• [Text]

Douglas E. Burkes

The Application of Self-Propagating High-Temperature Synthesis of Engineered Porous Composite Biomedical Materials

The term “self-propagating high-temperature synthesis” (SHS), or “combustion synthesis”, refers to an exothermic chemical reaction process that utilizes the heat generated by the exothermic reaction to ignite and sustain a propagating combustion wave through the reactants to produce the desired product(s). The products of combustion synthesis normally are extremely porous: Typically 50 percent of theoretical density. Advantages of combustion synthesis over traditional processing routes, e.g., sintering, in the production of advanced materials such as ceramics, intermetallic compounds and composites include process economics, simplicity of operation, and low energy requirements. However, the high exothermicity and rapid combustion propagation rates necessitate a high degree of control of these reactions. One research area being conducted in the Center for Space Resources (ISR) at the Colorado School of Mines (CSM) is the application of SHS to synthesize advanced, engineered porous TiB–Ti, NiTi, NiTi–TiC, TiC–Ti, and multiphase/heterogeneous calcium phosphate (HCaP) for bone tissue engineering and drug delivery systems. Processing conditions, such as reaction stoichiometry, green density, and gasifying agent, greatly affect the structure and properties of the SHS porous products. In general, all porous composite materials produced in this work for tissue engineering, including NiTi, NiTi + TiC, TiC + Ti, TiB + Ti, and multiphase/heterogeneous calcium phosphate (HCaP), appear to be biocompatible with no overt toxicity observed either in vitro or in vivo. An example of an SHS reaction is Ni + Ti = NiTi. The extent of the porosity and the size of the pores can be controlled using certain ‘gasifying agent such as B2O3, CaCO3. The article discusses the synthesis of porous TiB–Ti, NiTi, Ni3Ti–TiC, TiC–Ti, and multiphase/heterogeneous calcium phosphate (HCaP) for bone tissue engineering and drug delivery systems.

Production of Ni3Ti-TiCx intermetallic-ceramic composites employing combustion synthesis reactions

Combustion synthesis (CS) of nickel, titanium, and carbon (graphite) reactant particles can result in NiTi-TiC (stoichiometric) or Ni3Ti-TiCx (nonstoichiometric) composites. Since NiTi exhibits both superelasticity and shape memory properties while Ni3Ti does not, it is important to understand the SHS reaction conditions under which each of these composite systems may be synthesized. The stoichiometry of TiCx, for which 0.3 ≤ x ≤ 0.5, has an important controlling effect on the formation of either Ni3Ti or NiTi; i.e., formation of TiC0.7 results in a depletion of titanium and formation of Ni3Ti. This deficiency should be considered when developing the SHS reaction. This article examines the SHS conditions under which Ni3Ti-TiCx composites are produced. Ignition, combustion, and microstructure characteristics of nickel, titanium, and carbon (graphite) particles were investigated as a function of initial relative density and thermophysical properties of the reactant mixture. Combination of the thermophysical properties and burning velocities controlled TiCx particle size, yielding a dependence of particle size on cooling rate. Theoretical calculations were performed and are in good agreement with the experimental data presented.

• [Action item A]
Answer each of these questions about the combustion synthesis text on its own line, marking each answer with the same numeral as its question.
(i) How dense are the products of combustion synthesis typically?
(ii) Which two gasifying agents are named for controlling porosity and pore size?
(iii) What did the combination of thermophysical properties and burning velocities control?
• [Action item B]
State whether each statement below agrees with the combustion synthesis text. Answer yes or no, and quote the words from the text that decide it.
(i) The research described is conducted in the Center for Space Resources at the Colorado School of Mines.
(ii) Ni3Ti exhibits shape memory properties.
(iii) The theoretical calculations disagreed with the experimental data.
• [Action item C]
Write a continuation of the combustion synthesis text, starting after its last sentence.

• [Given entries]
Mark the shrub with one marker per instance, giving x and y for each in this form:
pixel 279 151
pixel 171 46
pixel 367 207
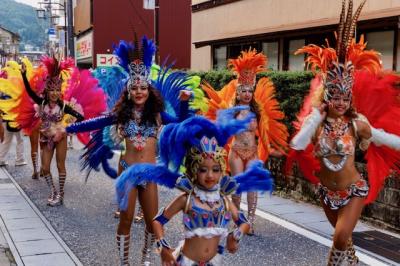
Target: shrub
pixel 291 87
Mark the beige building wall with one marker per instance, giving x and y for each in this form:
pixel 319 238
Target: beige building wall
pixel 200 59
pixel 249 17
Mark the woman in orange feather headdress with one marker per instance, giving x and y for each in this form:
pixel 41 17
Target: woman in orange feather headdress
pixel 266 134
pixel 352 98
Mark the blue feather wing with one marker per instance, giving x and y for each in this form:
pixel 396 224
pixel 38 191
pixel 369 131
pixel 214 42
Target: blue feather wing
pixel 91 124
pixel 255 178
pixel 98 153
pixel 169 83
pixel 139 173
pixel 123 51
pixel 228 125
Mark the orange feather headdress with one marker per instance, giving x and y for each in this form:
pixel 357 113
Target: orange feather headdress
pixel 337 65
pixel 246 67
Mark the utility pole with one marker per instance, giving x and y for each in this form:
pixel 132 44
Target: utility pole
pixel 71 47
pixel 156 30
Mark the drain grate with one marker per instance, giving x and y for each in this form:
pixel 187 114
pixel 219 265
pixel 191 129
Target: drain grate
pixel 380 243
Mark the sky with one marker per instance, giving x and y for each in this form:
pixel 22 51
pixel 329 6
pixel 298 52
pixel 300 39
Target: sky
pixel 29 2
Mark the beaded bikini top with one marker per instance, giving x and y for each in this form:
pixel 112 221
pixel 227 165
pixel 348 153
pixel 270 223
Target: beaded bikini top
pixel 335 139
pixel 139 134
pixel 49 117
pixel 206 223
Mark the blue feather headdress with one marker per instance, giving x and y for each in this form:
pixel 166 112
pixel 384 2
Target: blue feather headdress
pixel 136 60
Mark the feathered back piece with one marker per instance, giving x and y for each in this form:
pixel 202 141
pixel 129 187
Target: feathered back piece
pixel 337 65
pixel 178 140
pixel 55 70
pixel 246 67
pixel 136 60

* * *

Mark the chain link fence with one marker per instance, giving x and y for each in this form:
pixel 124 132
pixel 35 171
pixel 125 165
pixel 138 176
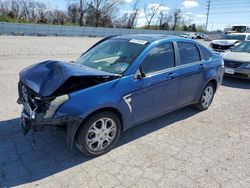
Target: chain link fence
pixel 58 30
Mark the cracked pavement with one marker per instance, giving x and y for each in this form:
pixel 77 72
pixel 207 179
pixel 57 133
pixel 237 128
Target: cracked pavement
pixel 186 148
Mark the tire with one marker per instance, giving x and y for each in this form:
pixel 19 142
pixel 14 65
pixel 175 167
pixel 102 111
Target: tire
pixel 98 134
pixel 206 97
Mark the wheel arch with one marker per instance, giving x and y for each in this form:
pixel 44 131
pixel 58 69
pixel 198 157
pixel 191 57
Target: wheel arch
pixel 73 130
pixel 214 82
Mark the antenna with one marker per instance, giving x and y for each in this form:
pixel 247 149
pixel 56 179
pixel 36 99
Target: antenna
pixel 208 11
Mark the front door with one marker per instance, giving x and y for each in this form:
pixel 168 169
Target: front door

...

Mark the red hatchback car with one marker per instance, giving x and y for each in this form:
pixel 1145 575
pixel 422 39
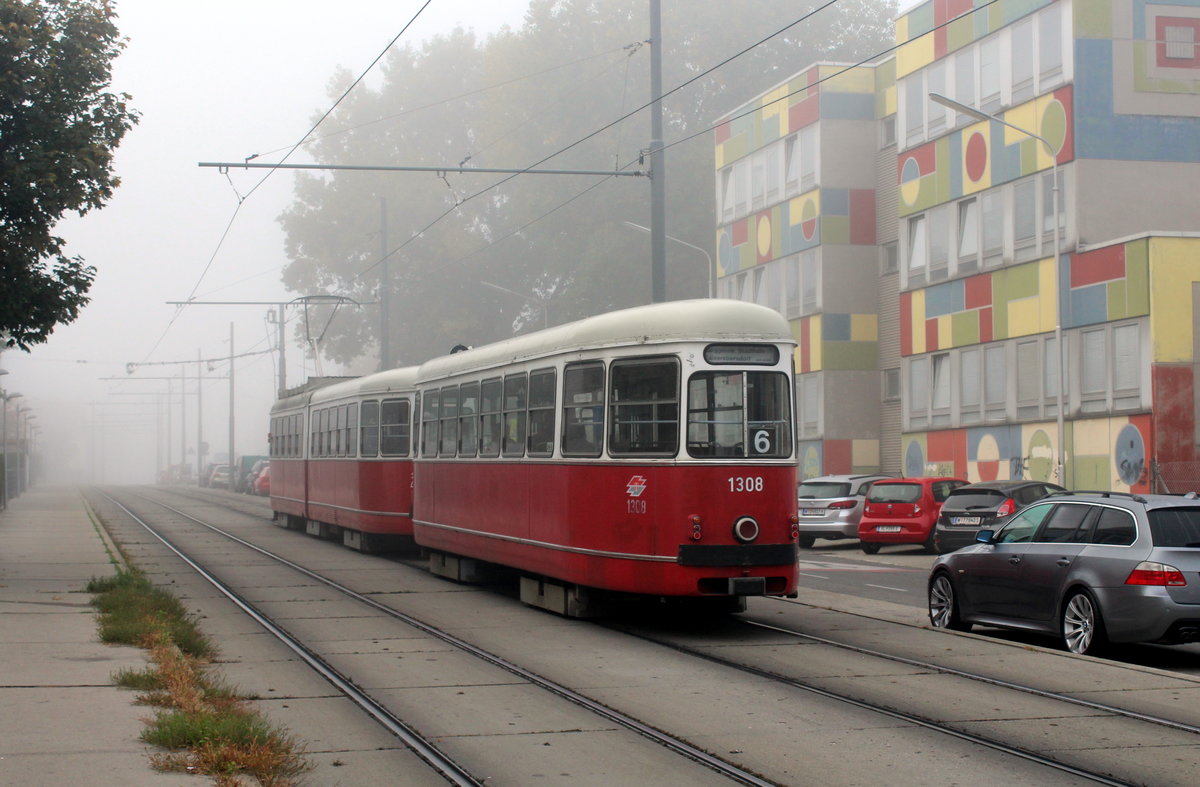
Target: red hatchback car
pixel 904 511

• [Answer section A]
(i) Typically 50 percent of theoretical density.
(ii) B2O3 and CaCO3.
(iii) TiCx particle size.

• [Answer section B]
(i) Yes: "One research area being conducted in the Center for Space Resources (ISR) at the Colorado School of Mines (CSM)"
(ii) No: "Since NiTi exhibits both superelasticity and shape memory properties while Ni3Ti does not"
(iii) No: "Theoretical calculations were performed and are in good agreement with the experimental data presented."

• [Answer section C]
Combustion Synthesis of a Functionally Graded NiTi-TiCx Composite

Combustion synthesis (CS) is an alternative technique for producing advanced materials and is dependent upon a highly exothermic chemical reaction to become self-sustaining after only a short energy pulse is applied to initiate the reaction. A NiTi-TiC x functionally graded material (FGM) was investigated that combines superelastic and shape memory capabilities of NiTi with the high hardness, wear, and corrosion resistance of TiC x . CS was employed to produce a FGM from 100% TiC x ceramic to 100% NiTi intermetallic. Temperature and burning velocity data of the CS reaction were recorded. XRD of the final product layers was conducted to determine phase composition. The combustion temperature, burning velocity, and cooling rate in each layer decreased with increasing NiTi content. Large blowholes were present in the high NiTi content layers as a result of outgassing of volatile species from the reactant powders. XRD analysis revealed the presence of Ni-Ti intermetallics along with a substoichiometric TiC (TiC 0.7 ). Production of a NiTi-TiC x FGM is possible through use of a CS reaction employing the propagating mode (SHS). The material layers were observed as functionally graded in both composition and porosity.